### Text section
Descriptive Features of Genitourinary Adverse Events
| Adverse event characterization | Genitourinary adverse events, n (%) |
|---|---|
| Injury type (n = 39) | |
| Injuries | 32 (82) |
| Device malfunction | 6 (15) |
| Device not maintained | 1 (3) |
| Injury location (n = 33) | |
| Vagina/vulva | 22 (67) |
| Urethra | 2 (6) |
| Eye | 1 (3) |
| Unknown | 5 (15) |
| Other extremity, misfire | 3 (9) |
| Report reason (n = 39) | |
| Medical treatment | 16 (41) |
| Device failure | 13 (33) |
| Improper technique | 3 (8) |
| Emotional stress | 2 (5) |
| Financial burden | 2 (5) |
| Unknown | 3 (8) |
| Reporter type (n = 39) | |
| Distributor | 6 (15) |
| Voluntary (patient or provider) | 17 (44) |
| Manufacturer | 16 (41) |
Figure 1.
Urogenital adverse event by injury type, n = 34. No injury was reported for 5 adverse events (AE). Irritative symptoms include discomfort, edema, and erythema. Loss of sensation was a patient-reported outcome described as numbness after intravaginal radiofrequency treatments. One patient reported sexual dysfunction secondary to sensation loss.
Figure 2.
Genitourinary adverse events by year. Cases prior to 2014 FDA clearance are related to misuse safety event for same devices.
The majority of adverse events for all genitourinary energy-based device products involved CO2 lasers (73%, n = 25), fewer in radiofrequency (35%, n = 12), and least in Er:YAG lasers (5%, n = 2). Irritative symptoms were the most commonly reported adverse event for all technology types, and burns and loss of sensation were reported with higher frequency in CO2 lasers and radiofrequency devices, respectively, during the observed timeframe.

### Data records
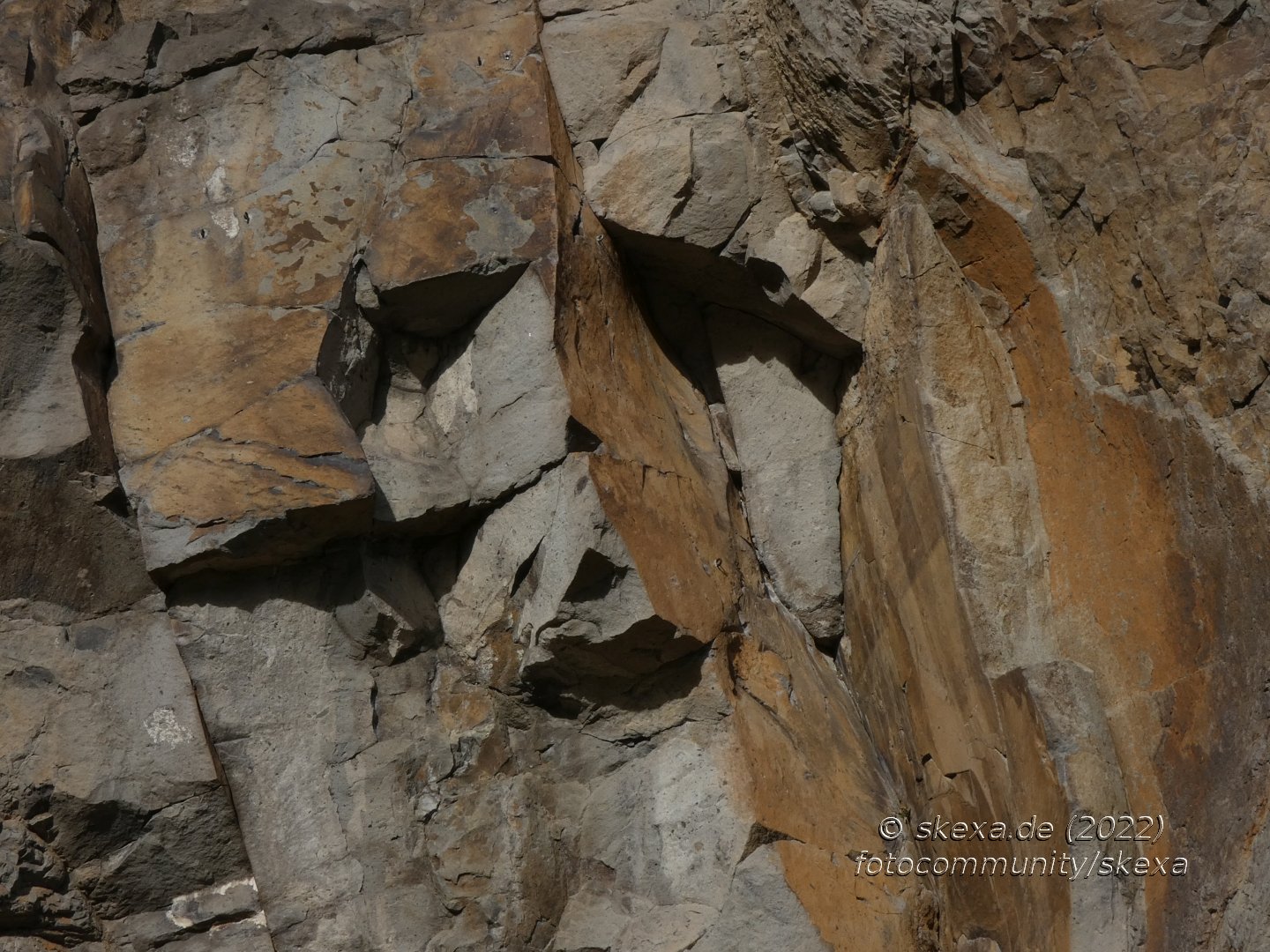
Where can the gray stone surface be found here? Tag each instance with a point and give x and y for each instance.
(781, 401)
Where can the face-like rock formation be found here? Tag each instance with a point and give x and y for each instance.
(556, 475)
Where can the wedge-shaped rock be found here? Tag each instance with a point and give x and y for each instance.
(453, 236)
(580, 609)
(470, 420)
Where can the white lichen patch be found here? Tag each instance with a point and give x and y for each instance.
(165, 729)
(227, 219)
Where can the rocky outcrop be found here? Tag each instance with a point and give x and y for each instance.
(557, 475)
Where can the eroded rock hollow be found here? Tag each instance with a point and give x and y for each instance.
(559, 473)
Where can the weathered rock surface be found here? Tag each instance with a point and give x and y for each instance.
(557, 475)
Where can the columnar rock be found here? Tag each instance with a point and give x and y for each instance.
(557, 475)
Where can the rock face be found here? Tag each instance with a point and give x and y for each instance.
(556, 476)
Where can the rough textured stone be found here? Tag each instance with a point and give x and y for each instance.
(554, 476)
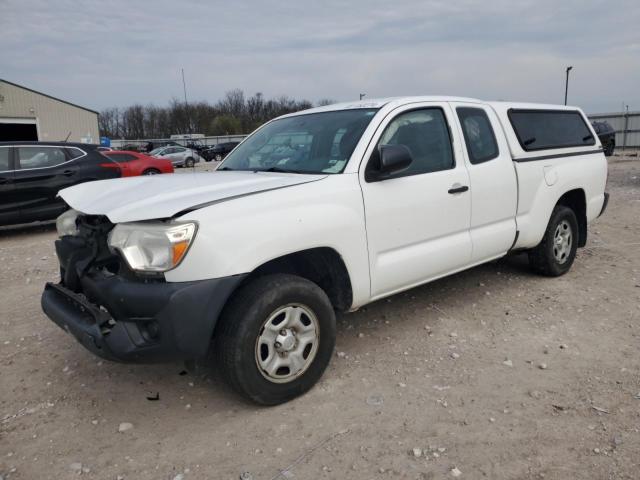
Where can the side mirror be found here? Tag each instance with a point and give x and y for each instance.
(392, 159)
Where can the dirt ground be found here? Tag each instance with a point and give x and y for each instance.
(494, 372)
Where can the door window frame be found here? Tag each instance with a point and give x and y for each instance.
(12, 163)
(16, 160)
(470, 156)
(444, 107)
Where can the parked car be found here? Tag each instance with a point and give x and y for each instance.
(219, 151)
(132, 147)
(607, 136)
(134, 163)
(250, 262)
(32, 173)
(179, 156)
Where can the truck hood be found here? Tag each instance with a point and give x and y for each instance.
(163, 196)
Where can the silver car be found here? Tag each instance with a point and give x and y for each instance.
(179, 156)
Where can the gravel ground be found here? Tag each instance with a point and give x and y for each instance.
(492, 373)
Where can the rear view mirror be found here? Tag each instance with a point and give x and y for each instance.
(392, 159)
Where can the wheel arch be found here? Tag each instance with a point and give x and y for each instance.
(323, 266)
(576, 200)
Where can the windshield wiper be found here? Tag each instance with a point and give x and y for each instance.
(278, 169)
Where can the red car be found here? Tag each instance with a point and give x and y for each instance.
(134, 163)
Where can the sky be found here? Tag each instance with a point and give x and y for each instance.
(115, 53)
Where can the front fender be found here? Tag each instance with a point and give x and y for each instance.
(237, 236)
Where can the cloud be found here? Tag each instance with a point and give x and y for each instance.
(101, 54)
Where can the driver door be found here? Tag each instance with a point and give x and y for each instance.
(418, 219)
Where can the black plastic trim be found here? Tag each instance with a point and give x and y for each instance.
(557, 155)
(605, 203)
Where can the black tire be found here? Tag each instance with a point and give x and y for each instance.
(243, 321)
(543, 259)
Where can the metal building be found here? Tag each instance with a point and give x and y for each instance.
(626, 125)
(29, 115)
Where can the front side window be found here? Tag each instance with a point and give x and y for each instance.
(426, 134)
(4, 158)
(309, 143)
(40, 157)
(547, 129)
(478, 134)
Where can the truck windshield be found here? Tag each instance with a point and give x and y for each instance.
(312, 143)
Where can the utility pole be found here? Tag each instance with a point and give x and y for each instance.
(566, 85)
(186, 104)
(626, 127)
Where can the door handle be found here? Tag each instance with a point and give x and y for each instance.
(458, 189)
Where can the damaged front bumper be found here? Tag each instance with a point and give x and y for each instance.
(123, 318)
(140, 322)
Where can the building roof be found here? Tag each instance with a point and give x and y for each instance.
(48, 96)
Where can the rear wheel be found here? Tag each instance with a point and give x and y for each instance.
(557, 250)
(275, 338)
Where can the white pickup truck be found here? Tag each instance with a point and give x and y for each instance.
(320, 211)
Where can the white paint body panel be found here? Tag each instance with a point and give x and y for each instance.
(392, 235)
(132, 199)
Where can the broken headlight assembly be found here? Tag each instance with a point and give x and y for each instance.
(152, 247)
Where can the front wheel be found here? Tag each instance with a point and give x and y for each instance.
(557, 250)
(275, 338)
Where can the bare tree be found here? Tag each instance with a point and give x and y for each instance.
(233, 114)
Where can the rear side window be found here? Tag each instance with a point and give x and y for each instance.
(547, 129)
(74, 152)
(4, 158)
(478, 135)
(40, 157)
(121, 157)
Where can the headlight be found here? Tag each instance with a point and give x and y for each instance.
(66, 223)
(152, 247)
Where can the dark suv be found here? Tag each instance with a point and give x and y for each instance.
(607, 136)
(32, 173)
(219, 151)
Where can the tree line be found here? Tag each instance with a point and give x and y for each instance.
(233, 114)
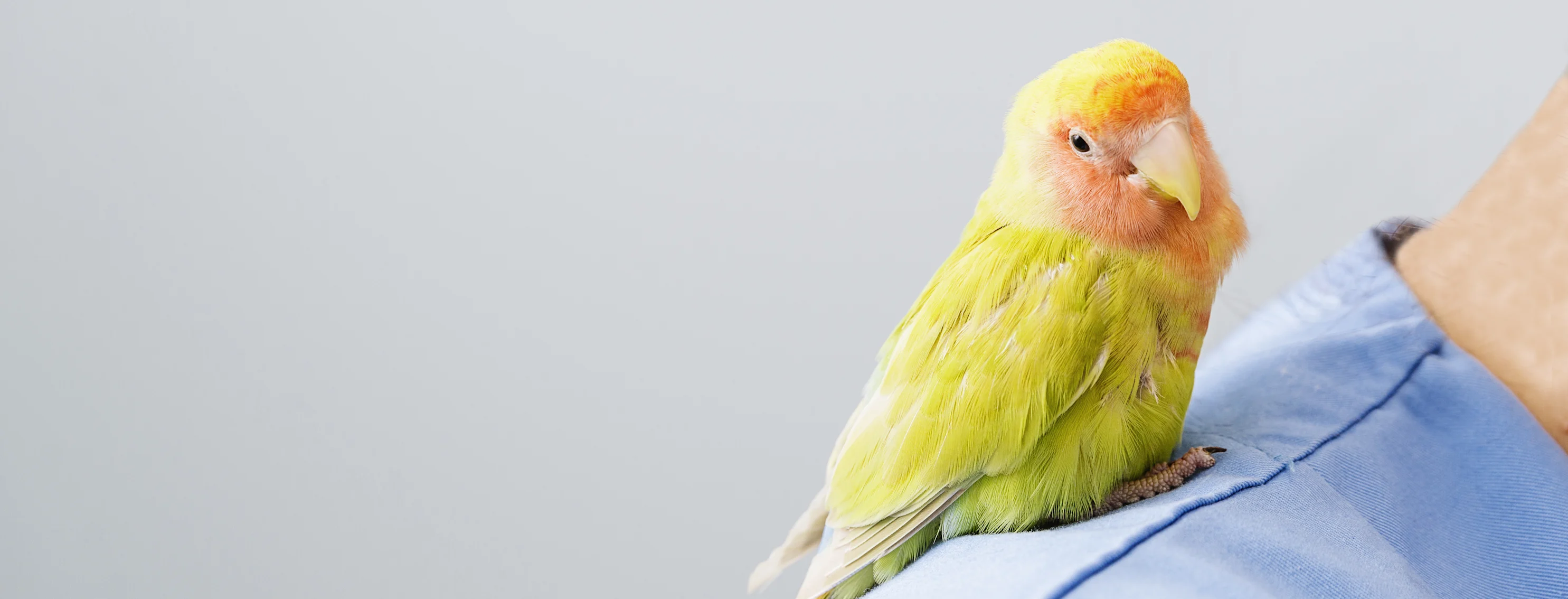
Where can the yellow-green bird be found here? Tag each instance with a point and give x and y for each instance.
(1051, 358)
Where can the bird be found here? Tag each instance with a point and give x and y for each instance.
(1050, 361)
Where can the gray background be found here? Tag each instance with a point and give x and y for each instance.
(383, 300)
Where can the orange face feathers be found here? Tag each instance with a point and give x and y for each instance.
(1106, 145)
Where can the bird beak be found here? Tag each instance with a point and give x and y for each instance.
(1169, 165)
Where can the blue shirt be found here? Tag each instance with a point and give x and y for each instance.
(1369, 457)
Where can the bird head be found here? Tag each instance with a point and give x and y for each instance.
(1106, 145)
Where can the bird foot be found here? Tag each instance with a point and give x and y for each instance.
(1161, 477)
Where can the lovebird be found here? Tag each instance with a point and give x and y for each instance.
(1050, 361)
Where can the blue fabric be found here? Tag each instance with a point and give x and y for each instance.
(1369, 457)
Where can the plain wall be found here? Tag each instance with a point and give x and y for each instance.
(570, 300)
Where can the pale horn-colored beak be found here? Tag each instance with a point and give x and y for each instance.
(1169, 165)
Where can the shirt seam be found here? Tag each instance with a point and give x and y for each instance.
(1283, 466)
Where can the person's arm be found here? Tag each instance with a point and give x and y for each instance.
(1493, 274)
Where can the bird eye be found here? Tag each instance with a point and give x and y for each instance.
(1079, 143)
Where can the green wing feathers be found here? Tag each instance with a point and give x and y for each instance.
(993, 352)
(1034, 372)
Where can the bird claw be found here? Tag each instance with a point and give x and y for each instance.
(1161, 477)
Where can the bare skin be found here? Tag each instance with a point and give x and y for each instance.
(1493, 274)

### Set of tasks
a) According to the text on genitourinary adverse events, what was the most commonly reported adverse event across all technology types?
b) Continue the text on genitourinary adverse events from the point where it stops.
You will not need the records.

### List of answers
a) Irritative symptoms.

b)
When comparing genitourinary energy-based device products (n = 43) with similar technology within the FDA product code for laser-powered surgical instruments devices, the percentage of products with reported adverse events to total products registered (n = 11/43 vs 624/2064) was similar (25% vs 30%) and significantly lower than the microbeam/fractionate output products (n = 79/103 vs 11/43 [70%, P = .01]) used in topical dermatologic aesthetic applications.
DISCUSSION
Overall, at least 1 adverse event was reported for one-quarter of the products currently available for genitourinary applications. Most reports were submitted to document injuries, which corresponds to the most common types of reporters being patients and health care professionals. Most adverse events were known risks and side effects of this treatment type, with local reactions occurring at the treatment site. Most reports were intended to document increased need for postprocedure medical treatment. The increasing number of adverse events since 2015 is likely related to the expanding number of devices, utilization, and awareness from providers and registries. The medical community relies on reporting by fellow clinicians in their utilization of new technology.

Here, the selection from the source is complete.